┌──
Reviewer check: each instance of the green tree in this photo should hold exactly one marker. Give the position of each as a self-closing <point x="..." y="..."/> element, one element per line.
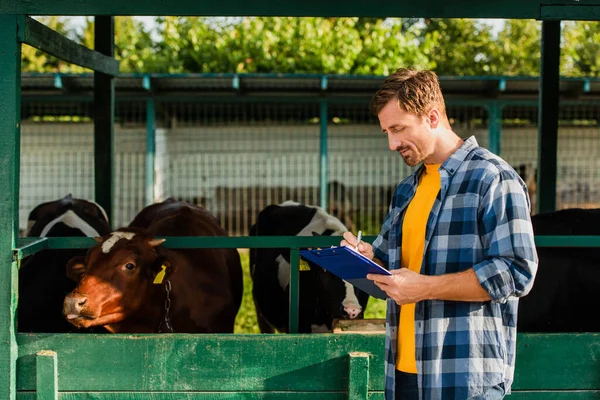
<point x="517" y="49"/>
<point x="34" y="60"/>
<point x="134" y="46"/>
<point x="580" y="53"/>
<point x="459" y="46"/>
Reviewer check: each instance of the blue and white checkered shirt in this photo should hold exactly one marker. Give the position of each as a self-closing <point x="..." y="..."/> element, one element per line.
<point x="480" y="220"/>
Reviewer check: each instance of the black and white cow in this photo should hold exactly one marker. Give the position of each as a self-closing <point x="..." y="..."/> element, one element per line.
<point x="564" y="295"/>
<point x="323" y="296"/>
<point x="43" y="282"/>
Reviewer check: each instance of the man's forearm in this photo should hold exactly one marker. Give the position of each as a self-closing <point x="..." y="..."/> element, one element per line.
<point x="461" y="286"/>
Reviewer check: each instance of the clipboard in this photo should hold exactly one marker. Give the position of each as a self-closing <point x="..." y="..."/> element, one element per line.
<point x="349" y="265"/>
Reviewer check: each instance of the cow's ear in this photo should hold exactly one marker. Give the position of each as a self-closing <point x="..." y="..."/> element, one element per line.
<point x="156" y="242"/>
<point x="76" y="268"/>
<point x="161" y="269"/>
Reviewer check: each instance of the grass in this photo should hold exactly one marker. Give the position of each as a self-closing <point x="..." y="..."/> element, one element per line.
<point x="246" y="318"/>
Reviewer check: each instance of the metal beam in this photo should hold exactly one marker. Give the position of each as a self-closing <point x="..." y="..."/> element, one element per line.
<point x="548" y="117"/>
<point x="104" y="106"/>
<point x="49" y="41"/>
<point x="571" y="12"/>
<point x="10" y="109"/>
<point x="150" y="149"/>
<point x="323" y="156"/>
<point x="529" y="9"/>
<point x="495" y="127"/>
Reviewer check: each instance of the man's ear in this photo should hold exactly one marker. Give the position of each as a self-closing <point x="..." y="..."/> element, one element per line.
<point x="76" y="268"/>
<point x="434" y="118"/>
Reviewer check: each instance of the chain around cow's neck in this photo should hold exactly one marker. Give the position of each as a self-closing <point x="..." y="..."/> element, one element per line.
<point x="165" y="325"/>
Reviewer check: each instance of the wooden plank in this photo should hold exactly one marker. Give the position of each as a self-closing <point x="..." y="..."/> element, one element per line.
<point x="571" y="12"/>
<point x="562" y="395"/>
<point x="199" y="395"/>
<point x="333" y="8"/>
<point x="49" y="41"/>
<point x="46" y="375"/>
<point x="182" y="242"/>
<point x="10" y="110"/>
<point x="548" y="117"/>
<point x="358" y="384"/>
<point x="576" y="3"/>
<point x="542" y="395"/>
<point x="201" y="362"/>
<point x="557" y="362"/>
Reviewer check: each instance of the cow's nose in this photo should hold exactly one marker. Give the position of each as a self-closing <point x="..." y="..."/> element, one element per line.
<point x="74" y="304"/>
<point x="352" y="312"/>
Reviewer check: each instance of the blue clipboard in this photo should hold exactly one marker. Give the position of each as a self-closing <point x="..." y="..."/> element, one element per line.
<point x="349" y="265"/>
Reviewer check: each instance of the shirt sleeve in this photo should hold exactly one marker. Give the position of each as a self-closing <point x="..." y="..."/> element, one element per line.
<point x="511" y="260"/>
<point x="381" y="243"/>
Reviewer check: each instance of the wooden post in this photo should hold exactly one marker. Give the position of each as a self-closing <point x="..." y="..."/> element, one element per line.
<point x="104" y="106"/>
<point x="46" y="372"/>
<point x="548" y="117"/>
<point x="10" y="110"/>
<point x="358" y="376"/>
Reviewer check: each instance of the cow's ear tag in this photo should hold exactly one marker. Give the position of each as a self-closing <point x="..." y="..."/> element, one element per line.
<point x="161" y="275"/>
<point x="303" y="266"/>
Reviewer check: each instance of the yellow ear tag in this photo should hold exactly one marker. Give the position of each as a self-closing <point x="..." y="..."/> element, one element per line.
<point x="303" y="266"/>
<point x="160" y="276"/>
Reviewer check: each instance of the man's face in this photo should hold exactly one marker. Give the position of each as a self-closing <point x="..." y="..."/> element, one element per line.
<point x="411" y="136"/>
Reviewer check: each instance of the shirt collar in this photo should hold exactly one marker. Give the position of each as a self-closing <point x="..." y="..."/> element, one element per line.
<point x="453" y="162"/>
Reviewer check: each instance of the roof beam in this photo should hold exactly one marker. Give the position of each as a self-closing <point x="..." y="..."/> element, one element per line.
<point x="527" y="9"/>
<point x="49" y="41"/>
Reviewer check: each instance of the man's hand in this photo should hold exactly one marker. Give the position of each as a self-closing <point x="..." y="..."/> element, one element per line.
<point x="364" y="248"/>
<point x="403" y="286"/>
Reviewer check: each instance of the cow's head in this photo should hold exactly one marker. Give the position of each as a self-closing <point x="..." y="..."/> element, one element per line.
<point x="115" y="279"/>
<point x="67" y="217"/>
<point x="331" y="297"/>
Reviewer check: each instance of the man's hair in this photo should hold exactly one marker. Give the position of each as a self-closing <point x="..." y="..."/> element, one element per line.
<point x="416" y="92"/>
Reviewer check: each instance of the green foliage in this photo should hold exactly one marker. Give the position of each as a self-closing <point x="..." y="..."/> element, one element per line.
<point x="517" y="51"/>
<point x="581" y="48"/>
<point x="364" y="46"/>
<point x="459" y="46"/>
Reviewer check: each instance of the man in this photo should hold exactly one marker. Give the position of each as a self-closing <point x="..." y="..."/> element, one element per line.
<point x="459" y="242"/>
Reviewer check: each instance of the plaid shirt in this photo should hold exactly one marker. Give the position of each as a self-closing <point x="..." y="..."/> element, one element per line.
<point x="479" y="220"/>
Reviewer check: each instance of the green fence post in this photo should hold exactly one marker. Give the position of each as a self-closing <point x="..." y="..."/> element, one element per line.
<point x="150" y="149"/>
<point x="495" y="127"/>
<point x="46" y="372"/>
<point x="323" y="147"/>
<point x="294" y="289"/>
<point x="548" y="117"/>
<point x="358" y="376"/>
<point x="10" y="109"/>
<point x="104" y="114"/>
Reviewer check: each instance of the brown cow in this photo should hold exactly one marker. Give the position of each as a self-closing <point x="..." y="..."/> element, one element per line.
<point x="122" y="285"/>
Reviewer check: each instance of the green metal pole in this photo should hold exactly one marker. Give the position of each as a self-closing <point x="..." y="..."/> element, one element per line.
<point x="104" y="111"/>
<point x="294" y="289"/>
<point x="548" y="117"/>
<point x="10" y="109"/>
<point x="323" y="154"/>
<point x="150" y="149"/>
<point x="495" y="128"/>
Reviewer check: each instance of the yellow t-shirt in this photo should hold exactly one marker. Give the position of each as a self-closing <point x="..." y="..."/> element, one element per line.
<point x="413" y="246"/>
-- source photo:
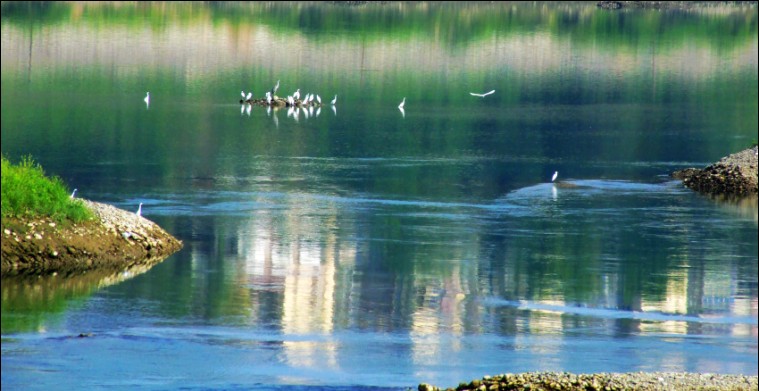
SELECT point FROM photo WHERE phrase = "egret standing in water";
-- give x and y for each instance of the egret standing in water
(482, 95)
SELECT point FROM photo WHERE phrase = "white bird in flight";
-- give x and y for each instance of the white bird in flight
(482, 95)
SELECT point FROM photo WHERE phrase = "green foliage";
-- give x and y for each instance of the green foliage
(27, 192)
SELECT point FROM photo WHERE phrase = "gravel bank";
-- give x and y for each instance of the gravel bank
(539, 381)
(115, 240)
(732, 175)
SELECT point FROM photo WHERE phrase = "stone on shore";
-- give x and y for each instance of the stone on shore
(734, 175)
(644, 381)
(115, 239)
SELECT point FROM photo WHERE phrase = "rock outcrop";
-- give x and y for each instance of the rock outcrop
(734, 175)
(115, 239)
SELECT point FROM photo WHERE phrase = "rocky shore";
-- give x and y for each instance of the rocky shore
(734, 175)
(643, 381)
(679, 5)
(114, 240)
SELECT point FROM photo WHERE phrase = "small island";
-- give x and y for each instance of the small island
(734, 175)
(47, 231)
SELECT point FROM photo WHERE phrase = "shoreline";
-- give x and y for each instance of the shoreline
(644, 381)
(115, 240)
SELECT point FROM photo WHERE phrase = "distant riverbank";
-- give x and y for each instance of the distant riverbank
(644, 381)
(115, 239)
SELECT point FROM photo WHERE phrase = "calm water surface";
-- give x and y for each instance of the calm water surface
(362, 246)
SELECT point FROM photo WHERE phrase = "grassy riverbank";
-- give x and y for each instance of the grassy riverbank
(28, 192)
(643, 381)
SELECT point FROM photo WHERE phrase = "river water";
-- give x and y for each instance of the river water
(360, 245)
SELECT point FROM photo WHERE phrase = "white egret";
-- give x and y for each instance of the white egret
(482, 95)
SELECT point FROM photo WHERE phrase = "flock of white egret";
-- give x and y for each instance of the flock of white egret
(294, 101)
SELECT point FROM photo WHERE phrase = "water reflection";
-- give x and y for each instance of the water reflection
(36, 303)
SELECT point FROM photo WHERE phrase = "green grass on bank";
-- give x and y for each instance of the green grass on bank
(27, 192)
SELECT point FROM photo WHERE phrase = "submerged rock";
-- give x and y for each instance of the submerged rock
└──
- **What you will do**: Every line above carrying the word "submerged" needs to be shown.

- **Answer space**:
SELECT point FROM photo WHERE phrase = "submerged rock";
-- give x and y for each instance of the submerged rock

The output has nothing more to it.